(Records from a data collection)
------------------------------------

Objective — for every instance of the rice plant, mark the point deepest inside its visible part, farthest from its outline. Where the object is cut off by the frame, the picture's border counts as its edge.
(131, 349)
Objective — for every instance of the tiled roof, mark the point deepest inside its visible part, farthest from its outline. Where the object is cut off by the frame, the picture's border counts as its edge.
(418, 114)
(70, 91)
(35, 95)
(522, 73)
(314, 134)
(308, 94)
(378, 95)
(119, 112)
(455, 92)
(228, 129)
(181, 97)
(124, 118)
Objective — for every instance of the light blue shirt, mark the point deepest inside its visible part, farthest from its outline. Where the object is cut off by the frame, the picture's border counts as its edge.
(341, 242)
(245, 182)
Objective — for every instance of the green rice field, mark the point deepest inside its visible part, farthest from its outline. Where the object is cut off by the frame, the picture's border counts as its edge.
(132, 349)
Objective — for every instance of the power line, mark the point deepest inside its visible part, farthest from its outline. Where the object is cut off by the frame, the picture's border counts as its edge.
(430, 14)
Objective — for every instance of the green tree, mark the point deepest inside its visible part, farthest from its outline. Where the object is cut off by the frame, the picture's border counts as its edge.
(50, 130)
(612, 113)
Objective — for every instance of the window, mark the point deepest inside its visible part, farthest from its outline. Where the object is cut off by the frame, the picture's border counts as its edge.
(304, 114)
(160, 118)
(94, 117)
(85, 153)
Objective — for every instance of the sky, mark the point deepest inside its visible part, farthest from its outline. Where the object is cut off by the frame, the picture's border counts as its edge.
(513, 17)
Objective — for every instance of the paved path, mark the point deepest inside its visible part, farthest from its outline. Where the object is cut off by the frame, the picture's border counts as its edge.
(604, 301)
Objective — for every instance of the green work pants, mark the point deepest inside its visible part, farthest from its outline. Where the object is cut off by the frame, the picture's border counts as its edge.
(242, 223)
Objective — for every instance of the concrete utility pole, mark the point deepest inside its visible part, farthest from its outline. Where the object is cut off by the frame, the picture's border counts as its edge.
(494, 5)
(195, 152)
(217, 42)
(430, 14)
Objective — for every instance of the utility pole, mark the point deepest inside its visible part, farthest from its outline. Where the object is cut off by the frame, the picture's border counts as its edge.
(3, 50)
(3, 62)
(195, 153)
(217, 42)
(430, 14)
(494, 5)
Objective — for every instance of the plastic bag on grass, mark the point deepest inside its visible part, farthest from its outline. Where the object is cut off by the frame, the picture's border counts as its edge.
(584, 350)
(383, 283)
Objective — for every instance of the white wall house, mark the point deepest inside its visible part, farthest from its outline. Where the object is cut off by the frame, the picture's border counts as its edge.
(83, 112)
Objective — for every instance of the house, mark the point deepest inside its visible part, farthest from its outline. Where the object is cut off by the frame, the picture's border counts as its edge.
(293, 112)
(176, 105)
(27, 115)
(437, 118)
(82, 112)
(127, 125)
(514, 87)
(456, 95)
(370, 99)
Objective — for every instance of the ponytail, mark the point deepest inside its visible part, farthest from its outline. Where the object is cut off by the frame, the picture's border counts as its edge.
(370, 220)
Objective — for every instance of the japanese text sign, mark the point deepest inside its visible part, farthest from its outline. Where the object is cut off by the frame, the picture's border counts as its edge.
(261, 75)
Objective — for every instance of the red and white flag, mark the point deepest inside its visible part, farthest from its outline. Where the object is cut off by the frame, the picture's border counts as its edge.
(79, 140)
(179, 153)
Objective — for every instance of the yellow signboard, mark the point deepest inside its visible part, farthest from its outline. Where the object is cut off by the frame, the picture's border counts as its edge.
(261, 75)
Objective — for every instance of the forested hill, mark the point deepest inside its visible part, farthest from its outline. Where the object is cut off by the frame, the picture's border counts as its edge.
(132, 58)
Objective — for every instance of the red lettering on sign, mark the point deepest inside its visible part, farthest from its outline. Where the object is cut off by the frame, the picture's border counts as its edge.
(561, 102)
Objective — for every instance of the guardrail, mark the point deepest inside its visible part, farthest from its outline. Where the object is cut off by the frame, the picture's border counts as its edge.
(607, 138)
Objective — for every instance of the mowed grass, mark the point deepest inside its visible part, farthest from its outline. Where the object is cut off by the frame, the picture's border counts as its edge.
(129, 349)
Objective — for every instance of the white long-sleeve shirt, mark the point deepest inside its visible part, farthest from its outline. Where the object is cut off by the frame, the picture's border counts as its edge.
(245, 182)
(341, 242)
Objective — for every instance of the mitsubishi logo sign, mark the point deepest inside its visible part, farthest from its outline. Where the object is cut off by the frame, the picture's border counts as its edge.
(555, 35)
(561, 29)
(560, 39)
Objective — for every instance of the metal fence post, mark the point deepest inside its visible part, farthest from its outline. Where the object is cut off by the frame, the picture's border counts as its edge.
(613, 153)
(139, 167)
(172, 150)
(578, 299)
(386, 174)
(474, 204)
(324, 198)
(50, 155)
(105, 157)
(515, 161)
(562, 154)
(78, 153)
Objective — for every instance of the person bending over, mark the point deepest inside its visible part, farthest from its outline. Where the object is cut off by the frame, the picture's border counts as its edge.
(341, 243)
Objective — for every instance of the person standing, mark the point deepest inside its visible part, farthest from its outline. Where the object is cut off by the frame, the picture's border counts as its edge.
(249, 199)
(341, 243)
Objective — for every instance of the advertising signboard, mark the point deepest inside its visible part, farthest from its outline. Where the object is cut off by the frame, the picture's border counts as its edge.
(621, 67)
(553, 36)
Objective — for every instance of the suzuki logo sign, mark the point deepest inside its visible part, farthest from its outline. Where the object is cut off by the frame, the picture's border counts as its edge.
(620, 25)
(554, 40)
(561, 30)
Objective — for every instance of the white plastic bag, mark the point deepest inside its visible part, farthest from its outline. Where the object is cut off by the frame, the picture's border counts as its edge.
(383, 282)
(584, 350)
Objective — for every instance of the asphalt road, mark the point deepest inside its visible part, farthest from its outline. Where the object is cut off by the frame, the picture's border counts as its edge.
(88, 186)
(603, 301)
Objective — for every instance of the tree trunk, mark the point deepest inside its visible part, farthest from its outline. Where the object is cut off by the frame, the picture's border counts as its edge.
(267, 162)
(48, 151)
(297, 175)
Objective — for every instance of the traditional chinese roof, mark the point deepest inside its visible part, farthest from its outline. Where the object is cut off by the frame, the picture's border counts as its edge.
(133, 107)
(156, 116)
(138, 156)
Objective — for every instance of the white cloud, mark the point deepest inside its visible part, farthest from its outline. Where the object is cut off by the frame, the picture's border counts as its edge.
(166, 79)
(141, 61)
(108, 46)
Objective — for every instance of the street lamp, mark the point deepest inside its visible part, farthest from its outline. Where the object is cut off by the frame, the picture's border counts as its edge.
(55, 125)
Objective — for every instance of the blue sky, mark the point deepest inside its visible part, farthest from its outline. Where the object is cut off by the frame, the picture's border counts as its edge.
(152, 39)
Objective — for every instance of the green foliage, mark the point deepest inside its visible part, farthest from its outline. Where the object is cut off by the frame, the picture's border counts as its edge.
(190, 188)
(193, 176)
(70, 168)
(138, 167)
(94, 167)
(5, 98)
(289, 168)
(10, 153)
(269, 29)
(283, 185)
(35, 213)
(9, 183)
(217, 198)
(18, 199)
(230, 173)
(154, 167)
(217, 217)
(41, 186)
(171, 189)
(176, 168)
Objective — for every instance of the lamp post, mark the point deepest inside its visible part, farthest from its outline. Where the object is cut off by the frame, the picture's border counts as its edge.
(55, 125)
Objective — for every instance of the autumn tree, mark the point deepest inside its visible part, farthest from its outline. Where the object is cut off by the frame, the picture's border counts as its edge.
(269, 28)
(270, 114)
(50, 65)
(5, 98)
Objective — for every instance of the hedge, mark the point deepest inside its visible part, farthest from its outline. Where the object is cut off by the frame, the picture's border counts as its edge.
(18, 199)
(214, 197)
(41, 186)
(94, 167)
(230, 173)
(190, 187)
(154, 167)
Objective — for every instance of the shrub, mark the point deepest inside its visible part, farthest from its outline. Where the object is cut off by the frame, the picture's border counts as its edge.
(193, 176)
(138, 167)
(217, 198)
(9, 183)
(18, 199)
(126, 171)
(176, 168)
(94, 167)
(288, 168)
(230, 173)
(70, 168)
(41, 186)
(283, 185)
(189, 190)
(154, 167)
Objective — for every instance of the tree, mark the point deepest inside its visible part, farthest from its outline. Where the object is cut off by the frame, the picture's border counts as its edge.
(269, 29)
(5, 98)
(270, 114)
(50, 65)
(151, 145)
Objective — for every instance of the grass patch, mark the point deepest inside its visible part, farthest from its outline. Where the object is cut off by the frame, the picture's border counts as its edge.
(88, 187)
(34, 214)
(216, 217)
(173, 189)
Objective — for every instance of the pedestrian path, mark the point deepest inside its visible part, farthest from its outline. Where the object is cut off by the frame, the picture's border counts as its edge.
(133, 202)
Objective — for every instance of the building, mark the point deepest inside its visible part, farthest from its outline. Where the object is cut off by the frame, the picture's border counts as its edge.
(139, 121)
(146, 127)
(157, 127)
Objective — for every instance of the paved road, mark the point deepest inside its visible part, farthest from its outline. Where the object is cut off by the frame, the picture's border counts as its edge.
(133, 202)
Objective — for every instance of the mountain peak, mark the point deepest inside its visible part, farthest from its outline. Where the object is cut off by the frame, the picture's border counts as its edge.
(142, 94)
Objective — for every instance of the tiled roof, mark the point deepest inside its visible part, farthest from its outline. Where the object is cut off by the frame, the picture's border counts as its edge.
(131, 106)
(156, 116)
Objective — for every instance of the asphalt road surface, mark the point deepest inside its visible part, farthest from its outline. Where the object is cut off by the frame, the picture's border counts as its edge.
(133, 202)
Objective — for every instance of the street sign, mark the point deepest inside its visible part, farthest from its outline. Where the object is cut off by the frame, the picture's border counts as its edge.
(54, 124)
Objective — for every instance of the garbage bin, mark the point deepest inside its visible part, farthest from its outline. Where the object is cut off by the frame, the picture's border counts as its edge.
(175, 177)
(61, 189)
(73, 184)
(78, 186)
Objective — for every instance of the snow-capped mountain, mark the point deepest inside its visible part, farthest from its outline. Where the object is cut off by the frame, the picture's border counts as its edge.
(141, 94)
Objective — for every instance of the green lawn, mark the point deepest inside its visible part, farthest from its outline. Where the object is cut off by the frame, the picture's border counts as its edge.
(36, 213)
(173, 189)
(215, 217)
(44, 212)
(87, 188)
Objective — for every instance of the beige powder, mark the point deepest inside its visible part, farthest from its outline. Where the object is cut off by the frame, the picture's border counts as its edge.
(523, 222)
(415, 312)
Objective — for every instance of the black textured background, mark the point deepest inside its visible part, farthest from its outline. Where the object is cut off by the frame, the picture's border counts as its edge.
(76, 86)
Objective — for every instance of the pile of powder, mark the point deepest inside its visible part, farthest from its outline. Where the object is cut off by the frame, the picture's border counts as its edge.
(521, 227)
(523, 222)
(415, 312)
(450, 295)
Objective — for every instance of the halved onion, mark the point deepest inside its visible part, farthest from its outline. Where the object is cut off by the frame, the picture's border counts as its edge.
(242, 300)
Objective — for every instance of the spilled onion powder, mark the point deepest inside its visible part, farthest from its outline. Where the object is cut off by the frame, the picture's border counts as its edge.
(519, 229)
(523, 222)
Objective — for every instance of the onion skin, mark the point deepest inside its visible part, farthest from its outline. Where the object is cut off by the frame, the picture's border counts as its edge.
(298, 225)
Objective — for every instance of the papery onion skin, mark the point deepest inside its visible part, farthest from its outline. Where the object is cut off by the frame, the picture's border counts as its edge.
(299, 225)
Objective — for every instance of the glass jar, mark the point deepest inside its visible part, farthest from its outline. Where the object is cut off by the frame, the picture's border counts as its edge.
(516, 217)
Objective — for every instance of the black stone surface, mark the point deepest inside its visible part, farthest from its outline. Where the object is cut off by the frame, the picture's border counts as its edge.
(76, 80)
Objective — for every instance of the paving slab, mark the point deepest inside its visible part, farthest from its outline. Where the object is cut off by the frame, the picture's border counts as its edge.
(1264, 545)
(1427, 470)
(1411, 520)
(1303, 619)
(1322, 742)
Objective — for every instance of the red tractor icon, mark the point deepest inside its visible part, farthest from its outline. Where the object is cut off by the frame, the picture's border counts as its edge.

------------------------------------

(Your task)
Return, unchanged, each line from the line containing "Objective — for every instance of the onion" through the last line of the material.

(Answer for the task)
Objective — for every instance of the onion skin, mark the point deepest inside its visible part, farthest from its outline. Where the object is cut off by the frame, the picture's border counts as its edge.
(298, 225)
Objective — for every instance of the papery onion skin, mark the point deepest inside its visible part, farthest from its outline. Where the object is cut off by the frame, the picture's border counts as its edge.
(299, 225)
Objective — for every instance of the glass jar, mark the point deepest inside its visible part, farthest from its outline. Where the object is cut off by the frame, the picture's border counts as its edge.
(516, 217)
Objective — for every instance of the black stone surface, mark the point deepest inside its visible part, farthest from its outline. Where the object is cut off by the frame, the picture's border counts as its edge.
(76, 80)
Objective — for every instance of the paving slab, mark the point deepest inside its visible part, farthest from its outline. Where the object is cut off by the frame, the picture's border counts as its edge.
(1264, 545)
(1427, 470)
(1411, 520)
(1303, 619)
(1322, 742)
Objective — for every instance of the red tractor icon, mark the point deepest inside its visible part, farthest from its outline. Where the object is cut off by the frame, the picture's border counts as its edge.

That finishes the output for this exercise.